Using the information:
1 > Answer these questions from the private healthcare text:
(a) What value does the text give for the UK private healthcare market?
(b) Who, according to the text, lacks easily comparable information on the quality and costs of private healthcare services?
(c) What do the larger insurance providers generally rely on healthcare providers in highly concentrated areas to be able to do?
2 > Give the part of the private healthcare text starting with "It found a lack" and going on through "patients, it argues." again, renaming "consultants" as "specialists".
3 > Sum up the private healthcare text in two sentences.

Extracted text:
──────────

A market study published by the OFT today found a number of features it says, individually or in combination, prevent, restrict or distort competition in the £5 billion UK private healthcare market.
It found a lack of easily comparable information available to patients, GPs or health insurance providers on the quality and costs of private healthcare services. The OFT says this may mean that competition between private healthcare providers and between consultants is not as effective as it could be. In addition, the full costs of treatment may not always be transparent for private patients, it argues.
The report also points out that because there are only a limited number of significant private healthcare providers and of larger health insurance providers at a national level, this means there are pockets of particularly high concentration in some local areas where private healthcare providers own the only local hospital or a ’must have’ facility. This may give a degree of market power to healthcare providers in these areas, as the larger insurance providers will generally rely on them to be able to provide full national coverage to policyholders, says the OFT.

──────────

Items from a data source
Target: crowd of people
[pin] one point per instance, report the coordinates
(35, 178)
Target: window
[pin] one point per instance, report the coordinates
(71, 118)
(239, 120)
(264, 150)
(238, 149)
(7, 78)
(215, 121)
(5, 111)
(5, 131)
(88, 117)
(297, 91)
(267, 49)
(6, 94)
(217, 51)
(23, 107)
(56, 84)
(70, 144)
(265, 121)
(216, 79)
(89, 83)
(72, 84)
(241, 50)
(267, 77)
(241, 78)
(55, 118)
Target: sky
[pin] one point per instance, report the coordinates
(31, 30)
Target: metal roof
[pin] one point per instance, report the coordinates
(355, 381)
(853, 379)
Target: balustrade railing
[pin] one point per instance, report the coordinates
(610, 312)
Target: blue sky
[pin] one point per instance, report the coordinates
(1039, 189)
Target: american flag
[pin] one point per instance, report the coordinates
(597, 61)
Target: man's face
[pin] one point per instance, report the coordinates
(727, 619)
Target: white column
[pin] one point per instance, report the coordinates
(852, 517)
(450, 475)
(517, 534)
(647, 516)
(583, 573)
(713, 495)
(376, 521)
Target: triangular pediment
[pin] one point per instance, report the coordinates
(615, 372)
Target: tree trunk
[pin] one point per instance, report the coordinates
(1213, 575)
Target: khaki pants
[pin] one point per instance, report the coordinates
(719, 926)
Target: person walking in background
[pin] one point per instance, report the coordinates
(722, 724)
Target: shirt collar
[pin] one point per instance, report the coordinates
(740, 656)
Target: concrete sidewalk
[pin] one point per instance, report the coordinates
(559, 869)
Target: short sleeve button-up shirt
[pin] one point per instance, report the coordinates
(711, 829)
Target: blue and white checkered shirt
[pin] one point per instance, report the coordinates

──────────

Task answers:
1 >
(a) £5 billion.
(b) Patients, GPs or health insurance providers.
(c) Provide full national coverage to policyholders.

2 >
It found a lack of easily comparable information available to patients, GPs or health insurance providers on the quality and costs of private healthcare services. The OFT says this may mean that competition between private healthcare providers and between specialists is not as effective as it could be. In addition, the full costs of treatment may not always be transparent for private patients, it argues.

3 > An OFT market study found features that may prevent, restrict or distort competition in the £5 billion UK private healthcare market, including a lack of easily comparable information on the quality and costs of private healthcare services. It also found pockets of particularly high concentration in some local areas, which may give healthcare providers there a degree of market power because the larger insurance providers rely on them to provide full national coverage.